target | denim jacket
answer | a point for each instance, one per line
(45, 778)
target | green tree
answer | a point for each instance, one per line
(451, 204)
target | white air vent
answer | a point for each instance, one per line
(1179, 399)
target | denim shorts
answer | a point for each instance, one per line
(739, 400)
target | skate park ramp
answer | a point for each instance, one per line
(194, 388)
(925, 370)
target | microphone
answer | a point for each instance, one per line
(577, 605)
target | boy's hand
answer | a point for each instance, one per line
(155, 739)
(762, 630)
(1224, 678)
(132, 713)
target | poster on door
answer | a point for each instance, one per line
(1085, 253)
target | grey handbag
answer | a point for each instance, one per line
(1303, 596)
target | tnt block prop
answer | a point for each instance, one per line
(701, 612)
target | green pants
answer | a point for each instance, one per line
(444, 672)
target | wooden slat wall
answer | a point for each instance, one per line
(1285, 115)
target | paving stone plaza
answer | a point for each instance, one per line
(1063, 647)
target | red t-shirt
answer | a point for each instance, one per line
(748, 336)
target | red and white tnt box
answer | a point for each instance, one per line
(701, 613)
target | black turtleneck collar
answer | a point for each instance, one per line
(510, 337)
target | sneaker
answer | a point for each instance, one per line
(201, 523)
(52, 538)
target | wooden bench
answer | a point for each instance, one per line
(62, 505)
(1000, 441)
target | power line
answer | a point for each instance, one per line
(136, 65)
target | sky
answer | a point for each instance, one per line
+--
_AIM OF THE TASK_
Anywhere the listing shows the word "wooden", copy the full line.

_SOLUTION TO THIS EXERCISE_
target | wooden slat wall
target | wooden bench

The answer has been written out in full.